**SUPPLIED PASSAGE:**
Experimental Evidence that Phenylalanine Provokes Oxidative Stress in Hippocampus and Cerebral Cortex of Developing Rats

Carolina G. Fernandes, Guilhian Leipnitz, Bianca Seminotti, Alexandre U. Amaral, Ângela Zanatta, Carmen R. Vargas, Carlos S. Dutra Filho, Moacir Wajner

High levels of phenylalanine (Phe) are the biochemical hallmark of phenylketonuria (PKU), a neurometabolic disorder clinically characterized by severe mental retardation and other brain abnormalities, including cortical atrophy and microcephaly. Considering that the pathomechanisms leading to brain damage and particularly the marked cognitive impairment in this disease are poorly understood, in the present study we investigated the in vitro effect of Phe, at similar concentrations as to those found in brain of PKU patients, on important parameters of oxidative stress in the hippocampus and cerebral cortex of developing rats. We found that Phe induced in vitro lipid peroxidation (increase of TBA-RS values) and protein oxidative damage (sulfhydryl oxidation) in both cerebral structures. Furthermore, these effects were probably mediated by reactive oxygen species, since the lipid oxidative damage was totally prevented by the free radical scavengers alpha-tocopherol and melatonin, but not by L-NAME, a potent inhibitor of nitric oxide synthase. Accordingly, Phe did not induce nitric oxide synthesis, but significantly decreased the levels of reduced glutathione (GSH), the major brain antioxidant defense, in hippocampus and cerebral cortex supernatants. Phe also reduced the thiol groups of a commercial GSH solution in a cell-free medium. We also found that the major metabolites of Phe catabolism, phenylpyruvate, phenyllactate and phenylacetate also increased TBA-RS levels in cerebral cortex, but to a lesser degree. The data indicate that Phe elicits oxidative stress in the hippocampus, a structure mainly involved with learning/memory, and also in the cerebral cortex, which is severely damaged in PKU patients. It is therefore presumed that this pathomechanism may be involved at least in part in the severe cognitive deficit and in the characteristic cortical atrophy associated with dysmyelination and leukodystrophy observed in this disorder.

**DATASET ENTRIES:**
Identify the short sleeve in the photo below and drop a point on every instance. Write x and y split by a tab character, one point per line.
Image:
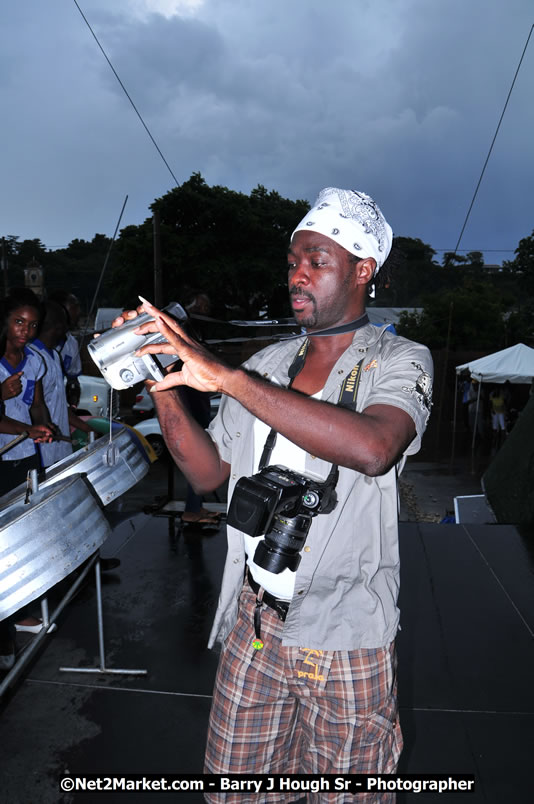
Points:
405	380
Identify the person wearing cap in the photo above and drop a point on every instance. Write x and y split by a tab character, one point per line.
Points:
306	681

* * *

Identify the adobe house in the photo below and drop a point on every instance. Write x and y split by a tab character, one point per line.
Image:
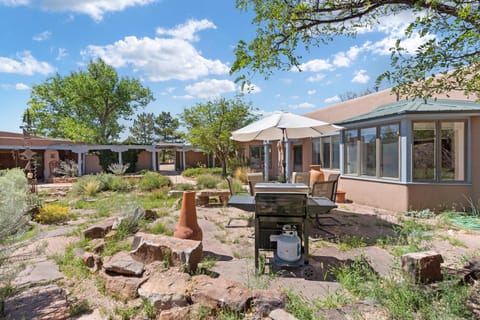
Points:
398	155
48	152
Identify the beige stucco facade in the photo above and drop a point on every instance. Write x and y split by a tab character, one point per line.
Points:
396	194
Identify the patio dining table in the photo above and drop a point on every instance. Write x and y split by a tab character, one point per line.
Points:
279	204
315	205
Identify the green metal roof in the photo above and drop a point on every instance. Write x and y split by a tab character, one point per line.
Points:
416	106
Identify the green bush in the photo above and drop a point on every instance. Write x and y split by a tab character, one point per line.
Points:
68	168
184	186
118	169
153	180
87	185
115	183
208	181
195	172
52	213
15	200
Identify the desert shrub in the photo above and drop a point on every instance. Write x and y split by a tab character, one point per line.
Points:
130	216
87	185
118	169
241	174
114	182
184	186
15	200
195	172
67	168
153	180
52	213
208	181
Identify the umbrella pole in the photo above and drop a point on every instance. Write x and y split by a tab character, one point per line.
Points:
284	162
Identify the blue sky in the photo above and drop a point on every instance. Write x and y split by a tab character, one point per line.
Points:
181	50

**WHAT TO PRODUCE:** In the phenylalanine abstract, which two free radical scavengers fully prevented the lipid oxidative damage induced by phenylalanine?

**ANSWER SPACE:** Alpha-tocopherol and melatonin.